[Collected data]
****************

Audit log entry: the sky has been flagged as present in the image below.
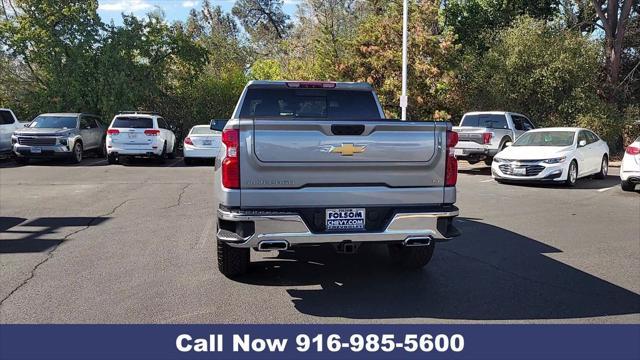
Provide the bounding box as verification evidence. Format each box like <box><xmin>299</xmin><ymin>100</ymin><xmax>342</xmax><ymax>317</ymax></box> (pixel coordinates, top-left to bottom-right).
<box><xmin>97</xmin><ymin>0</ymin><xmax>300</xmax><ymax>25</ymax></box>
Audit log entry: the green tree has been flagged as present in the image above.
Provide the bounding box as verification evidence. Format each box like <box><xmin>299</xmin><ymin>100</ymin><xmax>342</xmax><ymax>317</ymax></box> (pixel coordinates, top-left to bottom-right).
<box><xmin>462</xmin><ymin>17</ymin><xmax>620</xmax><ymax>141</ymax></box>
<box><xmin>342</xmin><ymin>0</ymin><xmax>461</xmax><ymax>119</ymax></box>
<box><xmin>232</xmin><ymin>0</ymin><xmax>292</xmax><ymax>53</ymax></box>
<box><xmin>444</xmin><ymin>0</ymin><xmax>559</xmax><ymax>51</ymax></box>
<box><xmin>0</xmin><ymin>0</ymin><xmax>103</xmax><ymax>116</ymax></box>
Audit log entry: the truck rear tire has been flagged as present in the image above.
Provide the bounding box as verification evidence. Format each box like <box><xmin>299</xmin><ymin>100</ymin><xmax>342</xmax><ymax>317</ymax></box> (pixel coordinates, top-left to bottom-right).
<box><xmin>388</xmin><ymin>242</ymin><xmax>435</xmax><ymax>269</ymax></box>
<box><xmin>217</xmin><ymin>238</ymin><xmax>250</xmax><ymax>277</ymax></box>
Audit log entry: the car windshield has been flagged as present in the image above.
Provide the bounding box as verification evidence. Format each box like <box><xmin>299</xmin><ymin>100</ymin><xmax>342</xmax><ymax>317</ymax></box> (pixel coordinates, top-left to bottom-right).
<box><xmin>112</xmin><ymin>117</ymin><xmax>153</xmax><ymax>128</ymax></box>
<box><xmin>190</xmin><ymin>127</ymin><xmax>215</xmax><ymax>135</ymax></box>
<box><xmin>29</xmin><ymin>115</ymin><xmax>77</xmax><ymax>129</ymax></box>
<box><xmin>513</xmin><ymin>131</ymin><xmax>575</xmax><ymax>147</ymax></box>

****************

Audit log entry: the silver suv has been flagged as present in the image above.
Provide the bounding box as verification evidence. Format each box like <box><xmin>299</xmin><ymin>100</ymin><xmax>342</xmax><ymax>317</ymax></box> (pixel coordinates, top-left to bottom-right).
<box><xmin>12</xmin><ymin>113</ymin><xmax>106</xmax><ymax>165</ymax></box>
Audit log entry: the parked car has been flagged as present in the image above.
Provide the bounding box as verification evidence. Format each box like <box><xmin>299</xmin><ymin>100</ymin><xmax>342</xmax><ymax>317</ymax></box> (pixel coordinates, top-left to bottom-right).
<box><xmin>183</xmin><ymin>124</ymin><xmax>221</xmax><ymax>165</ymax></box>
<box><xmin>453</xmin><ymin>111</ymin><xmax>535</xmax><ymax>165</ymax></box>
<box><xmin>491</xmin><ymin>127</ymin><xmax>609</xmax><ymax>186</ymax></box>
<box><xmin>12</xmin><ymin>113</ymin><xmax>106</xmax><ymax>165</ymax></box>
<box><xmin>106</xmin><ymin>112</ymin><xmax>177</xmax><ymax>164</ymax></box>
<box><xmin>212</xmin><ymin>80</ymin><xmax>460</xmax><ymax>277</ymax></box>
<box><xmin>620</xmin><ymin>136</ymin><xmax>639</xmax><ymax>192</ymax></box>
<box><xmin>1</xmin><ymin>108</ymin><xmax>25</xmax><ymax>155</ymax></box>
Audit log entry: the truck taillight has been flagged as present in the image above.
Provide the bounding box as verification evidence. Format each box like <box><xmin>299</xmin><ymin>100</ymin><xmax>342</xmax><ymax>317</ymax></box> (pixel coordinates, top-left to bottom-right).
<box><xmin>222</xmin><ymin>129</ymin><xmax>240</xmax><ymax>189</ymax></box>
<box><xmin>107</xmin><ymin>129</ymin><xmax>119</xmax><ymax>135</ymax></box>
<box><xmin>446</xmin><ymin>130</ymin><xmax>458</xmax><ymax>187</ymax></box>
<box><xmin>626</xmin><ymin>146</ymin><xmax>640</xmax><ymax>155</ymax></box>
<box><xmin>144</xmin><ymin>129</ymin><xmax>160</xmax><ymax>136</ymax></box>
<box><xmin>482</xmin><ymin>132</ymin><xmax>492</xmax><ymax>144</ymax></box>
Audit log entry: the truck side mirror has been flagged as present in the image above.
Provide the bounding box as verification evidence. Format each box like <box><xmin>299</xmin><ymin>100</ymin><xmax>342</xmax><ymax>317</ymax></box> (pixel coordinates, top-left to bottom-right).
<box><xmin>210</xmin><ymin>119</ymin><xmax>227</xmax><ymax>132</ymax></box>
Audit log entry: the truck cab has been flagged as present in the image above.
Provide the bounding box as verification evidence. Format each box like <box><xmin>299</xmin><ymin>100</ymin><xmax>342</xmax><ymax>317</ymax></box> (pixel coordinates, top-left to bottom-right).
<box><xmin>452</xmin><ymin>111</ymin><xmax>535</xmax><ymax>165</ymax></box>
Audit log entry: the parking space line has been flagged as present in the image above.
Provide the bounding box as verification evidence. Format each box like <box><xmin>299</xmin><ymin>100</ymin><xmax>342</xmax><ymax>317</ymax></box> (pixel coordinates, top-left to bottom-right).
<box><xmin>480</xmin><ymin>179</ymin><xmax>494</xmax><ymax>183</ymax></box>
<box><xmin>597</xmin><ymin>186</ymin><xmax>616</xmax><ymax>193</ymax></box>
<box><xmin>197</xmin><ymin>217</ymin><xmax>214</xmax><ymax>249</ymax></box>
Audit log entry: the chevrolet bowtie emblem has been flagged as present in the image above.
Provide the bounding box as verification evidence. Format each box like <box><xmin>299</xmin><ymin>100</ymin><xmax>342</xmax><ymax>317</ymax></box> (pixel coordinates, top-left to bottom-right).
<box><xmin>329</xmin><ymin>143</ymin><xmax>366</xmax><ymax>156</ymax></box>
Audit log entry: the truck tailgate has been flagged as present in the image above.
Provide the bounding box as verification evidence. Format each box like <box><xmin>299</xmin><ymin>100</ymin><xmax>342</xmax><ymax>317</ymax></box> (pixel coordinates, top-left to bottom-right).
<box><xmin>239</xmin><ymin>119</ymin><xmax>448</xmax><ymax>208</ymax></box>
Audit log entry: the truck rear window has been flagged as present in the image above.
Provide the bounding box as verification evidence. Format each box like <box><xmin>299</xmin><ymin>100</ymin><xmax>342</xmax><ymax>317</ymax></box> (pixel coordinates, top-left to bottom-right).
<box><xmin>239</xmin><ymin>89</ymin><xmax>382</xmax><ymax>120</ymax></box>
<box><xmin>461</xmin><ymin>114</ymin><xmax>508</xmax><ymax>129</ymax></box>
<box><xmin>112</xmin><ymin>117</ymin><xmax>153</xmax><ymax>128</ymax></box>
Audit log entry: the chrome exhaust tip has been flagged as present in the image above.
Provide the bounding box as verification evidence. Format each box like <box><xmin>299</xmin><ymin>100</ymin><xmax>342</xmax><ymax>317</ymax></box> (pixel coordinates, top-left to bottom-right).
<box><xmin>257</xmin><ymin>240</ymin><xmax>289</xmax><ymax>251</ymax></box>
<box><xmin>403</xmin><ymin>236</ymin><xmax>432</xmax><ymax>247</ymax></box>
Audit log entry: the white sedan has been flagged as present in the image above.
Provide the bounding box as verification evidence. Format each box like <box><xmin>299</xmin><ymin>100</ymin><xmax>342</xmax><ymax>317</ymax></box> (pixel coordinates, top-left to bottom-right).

****************

# Requirement
Take the lines above from the one containing "Audit log entry: the chevrolet" to the one containing "Audit log entry: the truck tailgate" and retype them exactly, both ends included, with nothing added.

# Answer to the problem
Audit log entry: the chevrolet bowtie emblem has been flagged as present in the image above.
Provide the bounding box as verification evidence. Format each box like <box><xmin>299</xmin><ymin>100</ymin><xmax>342</xmax><ymax>317</ymax></box> (pixel coordinates, top-left to bottom-right).
<box><xmin>329</xmin><ymin>143</ymin><xmax>366</xmax><ymax>156</ymax></box>
Audit log entry: the truck tailgate has been flagged as present in the image above.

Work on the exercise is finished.